* THE INPUT:

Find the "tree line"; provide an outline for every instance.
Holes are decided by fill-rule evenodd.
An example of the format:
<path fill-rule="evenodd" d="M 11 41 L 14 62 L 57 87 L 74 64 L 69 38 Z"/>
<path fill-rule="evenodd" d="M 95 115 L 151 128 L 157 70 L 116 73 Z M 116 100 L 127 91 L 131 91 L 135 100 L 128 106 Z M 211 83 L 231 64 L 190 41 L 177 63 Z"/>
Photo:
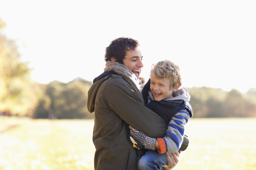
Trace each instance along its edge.
<path fill-rule="evenodd" d="M 27 63 L 20 61 L 15 40 L 3 33 L 0 18 L 0 115 L 34 118 L 93 118 L 87 109 L 92 82 L 78 78 L 67 83 L 33 81 Z M 187 88 L 194 117 L 256 117 L 256 89 L 243 94 L 208 87 Z"/>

* REQUEST: Copy every entry above verbatim, omitting the pictures.

* CORRECT RESULT:
Find the "tree line"; provide an outline for every instance.
Holes are decided by fill-rule evenodd.
An example of the format:
<path fill-rule="evenodd" d="M 11 41 L 14 62 L 57 87 L 74 64 L 69 38 Z"/>
<path fill-rule="evenodd" d="M 95 115 L 151 128 L 157 70 L 116 73 Z M 116 100 L 127 91 L 131 91 L 135 100 L 128 106 Z M 211 83 L 231 64 L 190 41 L 177 63 Z"/>
Photo:
Trace each instance along its edge.
<path fill-rule="evenodd" d="M 27 63 L 20 61 L 15 40 L 3 33 L 0 18 L 0 115 L 34 118 L 93 118 L 87 109 L 92 82 L 78 78 L 67 83 L 33 81 Z M 187 88 L 194 117 L 256 117 L 256 89 L 243 94 L 208 87 Z"/>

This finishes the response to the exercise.